■ **GIVEN TEXT**:
##########

Interesting People mailing list archives

Re: Be afraid, be very afraid Health Info


From: David Farber <dave () farber net>
Date: Tue, 7 Apr 2009 10:12:18 -0400



Begin forwarded message:

From: Karl Auerbach <karl () cavebear com>
Date: April 7, 2009 9:52:32 AM EDT
To: "David P. Reed" <dpreed () reed com>, dave () farber net
Subject: Re: [IP] Re:    Be afraid, be very afraid Health Info

David P. Reed wrote:
Karl - the idea you propose is a standard that could be used to organize many of the activities being proposed to make health care affordable. Call it "single estimate, single bill" - analogous to single payer - and it has a nice "bipartisan" political soundbite to it. It's far from "shovel ready" though. To achieve that goal requires nothing less than a vast restructuring of the entire health economy - all of its institutions. Perhaps we could have the ribbon cutting in one year, and the new structure would be complete in 2025.

Thanks for the additional information about the gordian knot aspect of the entrenched system.

I do kinda like your phrase "single estimate, single bill".

Unlike medical records unification the job of giving consumers better estimates and better bills does not need to wait for a national unification of standards and formats and protocols. Rather we can begin with a simple requirement, much like that in the Fair Credit Reporting Act, that demands that health care providers give reasonably complete estimates beforehand and bills afterwords, letting the providers work out the details for their own systems.

Then we can see how well that works and if not we would have more information and could do focused corrective legislation.

##########

■ **INFORMATION SHOWN**:
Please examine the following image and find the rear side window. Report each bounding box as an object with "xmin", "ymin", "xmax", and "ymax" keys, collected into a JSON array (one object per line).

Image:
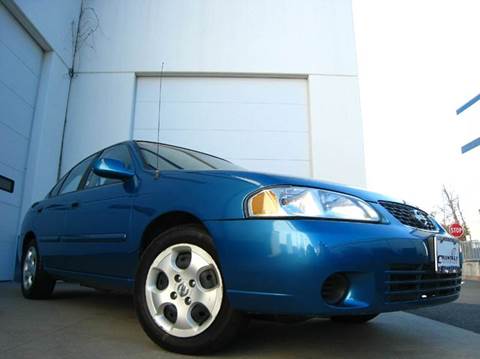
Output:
[
  {"xmin": 58, "ymin": 154, "xmax": 96, "ymax": 194},
  {"xmin": 48, "ymin": 175, "xmax": 67, "ymax": 197},
  {"xmin": 84, "ymin": 145, "xmax": 133, "ymax": 188}
]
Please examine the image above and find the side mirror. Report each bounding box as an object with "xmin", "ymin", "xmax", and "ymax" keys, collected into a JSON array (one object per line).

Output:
[{"xmin": 93, "ymin": 158, "xmax": 135, "ymax": 180}]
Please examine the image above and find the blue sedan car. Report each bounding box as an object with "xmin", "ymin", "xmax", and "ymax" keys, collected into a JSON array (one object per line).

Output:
[{"xmin": 18, "ymin": 141, "xmax": 461, "ymax": 353}]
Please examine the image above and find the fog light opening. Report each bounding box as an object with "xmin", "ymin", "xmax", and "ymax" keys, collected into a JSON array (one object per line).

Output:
[{"xmin": 322, "ymin": 273, "xmax": 350, "ymax": 305}]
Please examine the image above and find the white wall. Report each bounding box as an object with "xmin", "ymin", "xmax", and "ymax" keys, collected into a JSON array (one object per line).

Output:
[
  {"xmin": 62, "ymin": 0, "xmax": 365, "ymax": 186},
  {"xmin": 0, "ymin": 0, "xmax": 81, "ymax": 205},
  {"xmin": 10, "ymin": 0, "xmax": 81, "ymax": 67}
]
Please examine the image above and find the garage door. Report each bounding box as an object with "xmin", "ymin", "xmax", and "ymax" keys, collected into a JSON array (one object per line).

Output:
[
  {"xmin": 0, "ymin": 4, "xmax": 43, "ymax": 280},
  {"xmin": 133, "ymin": 77, "xmax": 310, "ymax": 176}
]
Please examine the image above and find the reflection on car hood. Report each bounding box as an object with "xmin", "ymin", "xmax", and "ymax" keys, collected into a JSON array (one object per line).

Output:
[{"xmin": 197, "ymin": 170, "xmax": 403, "ymax": 202}]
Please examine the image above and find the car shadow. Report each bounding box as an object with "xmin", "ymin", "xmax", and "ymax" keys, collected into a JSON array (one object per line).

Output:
[{"xmin": 44, "ymin": 285, "xmax": 476, "ymax": 359}]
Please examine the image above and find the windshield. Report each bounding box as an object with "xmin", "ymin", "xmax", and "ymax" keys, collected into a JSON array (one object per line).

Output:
[{"xmin": 137, "ymin": 141, "xmax": 243, "ymax": 171}]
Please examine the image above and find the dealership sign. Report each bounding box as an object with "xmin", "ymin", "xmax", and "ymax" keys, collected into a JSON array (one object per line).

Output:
[{"xmin": 448, "ymin": 223, "xmax": 464, "ymax": 238}]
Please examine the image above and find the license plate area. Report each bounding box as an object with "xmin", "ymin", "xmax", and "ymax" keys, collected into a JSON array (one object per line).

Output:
[{"xmin": 433, "ymin": 236, "xmax": 460, "ymax": 273}]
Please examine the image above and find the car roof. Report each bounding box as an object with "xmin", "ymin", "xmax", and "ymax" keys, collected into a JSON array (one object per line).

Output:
[{"xmin": 132, "ymin": 140, "xmax": 232, "ymax": 163}]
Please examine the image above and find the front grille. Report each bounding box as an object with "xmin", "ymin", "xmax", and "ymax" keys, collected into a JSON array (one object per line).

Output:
[
  {"xmin": 385, "ymin": 264, "xmax": 462, "ymax": 303},
  {"xmin": 379, "ymin": 201, "xmax": 437, "ymax": 231}
]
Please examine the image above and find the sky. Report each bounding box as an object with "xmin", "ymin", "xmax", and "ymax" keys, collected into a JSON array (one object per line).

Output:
[{"xmin": 353, "ymin": 0, "xmax": 480, "ymax": 240}]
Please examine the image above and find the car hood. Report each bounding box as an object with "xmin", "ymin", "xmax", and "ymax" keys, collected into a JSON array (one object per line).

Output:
[{"xmin": 199, "ymin": 170, "xmax": 403, "ymax": 202}]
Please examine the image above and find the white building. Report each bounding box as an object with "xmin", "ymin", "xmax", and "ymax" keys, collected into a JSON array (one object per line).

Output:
[{"xmin": 0, "ymin": 0, "xmax": 365, "ymax": 280}]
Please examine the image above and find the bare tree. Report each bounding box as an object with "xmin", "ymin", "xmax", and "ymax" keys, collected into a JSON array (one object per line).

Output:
[{"xmin": 434, "ymin": 185, "xmax": 470, "ymax": 241}]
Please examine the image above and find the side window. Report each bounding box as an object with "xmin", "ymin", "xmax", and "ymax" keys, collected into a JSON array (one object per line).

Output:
[
  {"xmin": 48, "ymin": 175, "xmax": 66, "ymax": 197},
  {"xmin": 59, "ymin": 155, "xmax": 95, "ymax": 194},
  {"xmin": 85, "ymin": 145, "xmax": 133, "ymax": 188}
]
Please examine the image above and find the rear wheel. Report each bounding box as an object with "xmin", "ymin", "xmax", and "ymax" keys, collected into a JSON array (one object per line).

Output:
[
  {"xmin": 330, "ymin": 314, "xmax": 378, "ymax": 324},
  {"xmin": 22, "ymin": 239, "xmax": 55, "ymax": 299},
  {"xmin": 135, "ymin": 226, "xmax": 248, "ymax": 354}
]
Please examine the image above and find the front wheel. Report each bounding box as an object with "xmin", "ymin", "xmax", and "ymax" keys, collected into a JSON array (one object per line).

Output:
[
  {"xmin": 330, "ymin": 314, "xmax": 378, "ymax": 324},
  {"xmin": 22, "ymin": 240, "xmax": 55, "ymax": 299},
  {"xmin": 135, "ymin": 226, "xmax": 248, "ymax": 354}
]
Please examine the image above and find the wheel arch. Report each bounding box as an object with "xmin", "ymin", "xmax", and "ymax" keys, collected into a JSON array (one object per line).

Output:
[
  {"xmin": 19, "ymin": 231, "xmax": 37, "ymax": 258},
  {"xmin": 139, "ymin": 211, "xmax": 208, "ymax": 257}
]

##########

■ **WHAT TO DO**:
**1)** In the mailing list message, which law does Karl Auerbach name as the model for a simple requirement on health care providers?
**2)** List every person whose name appears in the From and To lines of the mailing list message.

■ **RESULTS OF THE EXERCISE**:
**1)** The Fair Credit Reporting Act.

**2)** David Farber, Karl Auerbach, David P. Reed